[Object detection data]
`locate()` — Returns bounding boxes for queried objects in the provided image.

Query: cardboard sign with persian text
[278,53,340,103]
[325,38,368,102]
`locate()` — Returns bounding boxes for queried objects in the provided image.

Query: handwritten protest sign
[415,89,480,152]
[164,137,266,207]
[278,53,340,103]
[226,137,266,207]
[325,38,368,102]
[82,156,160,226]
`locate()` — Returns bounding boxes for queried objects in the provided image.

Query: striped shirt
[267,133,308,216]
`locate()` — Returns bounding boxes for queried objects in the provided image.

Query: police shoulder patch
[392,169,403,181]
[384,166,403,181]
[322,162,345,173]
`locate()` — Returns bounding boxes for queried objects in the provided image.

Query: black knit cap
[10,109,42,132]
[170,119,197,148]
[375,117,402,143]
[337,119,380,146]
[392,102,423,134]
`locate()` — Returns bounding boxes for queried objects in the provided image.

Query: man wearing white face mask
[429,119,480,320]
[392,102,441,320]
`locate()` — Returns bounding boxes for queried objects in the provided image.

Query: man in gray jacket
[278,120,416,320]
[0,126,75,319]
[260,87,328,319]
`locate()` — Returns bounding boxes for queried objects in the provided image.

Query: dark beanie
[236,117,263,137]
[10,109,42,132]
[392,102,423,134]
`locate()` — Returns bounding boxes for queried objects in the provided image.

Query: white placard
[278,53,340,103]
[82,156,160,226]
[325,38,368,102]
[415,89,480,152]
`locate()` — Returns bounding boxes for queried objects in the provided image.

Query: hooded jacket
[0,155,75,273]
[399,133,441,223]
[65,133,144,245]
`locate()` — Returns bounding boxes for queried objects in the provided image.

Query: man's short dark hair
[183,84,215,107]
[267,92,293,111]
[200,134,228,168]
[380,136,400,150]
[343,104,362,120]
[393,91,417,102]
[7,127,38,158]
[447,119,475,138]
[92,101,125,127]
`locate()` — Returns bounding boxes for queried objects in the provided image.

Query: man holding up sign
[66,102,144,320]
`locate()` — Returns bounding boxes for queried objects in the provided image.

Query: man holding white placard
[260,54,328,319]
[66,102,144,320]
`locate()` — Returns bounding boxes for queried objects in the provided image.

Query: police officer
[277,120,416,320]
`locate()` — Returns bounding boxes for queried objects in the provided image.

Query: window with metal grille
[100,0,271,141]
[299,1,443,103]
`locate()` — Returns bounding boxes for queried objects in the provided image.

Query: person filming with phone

* WORK TO BE COMPLETED
Scale the listing from its first line through the line containing "[322,162,345,173]", both included, and write those lines out again with their requests. Multiply every bounding-box coordinate in the answers by 1.55 and round to whole numbers, with halves rounded up.

* RESPONSE
`locate()` — Returns bounding boxes for queried objects in the provided image.

Query: cardboard sign with persian text
[431,82,527,160]
[504,59,570,158]
`locate()` — Returns bounding boxes for queried objects in the provided image.

Query: handwritten protest sign
[643,138,744,236]
[254,212,412,321]
[431,82,527,160]
[350,212,412,321]
[504,59,570,158]
[127,242,248,350]
`locate()` — Returns bounding boxes for queried objects in the provided image.

Query: striped shirt
[414,206,477,335]
`locate()` — Returns bounding boxes for queried objects in the provided image.

Query: police shoulder patch
[608,262,625,281]
[595,257,625,281]
[499,251,535,268]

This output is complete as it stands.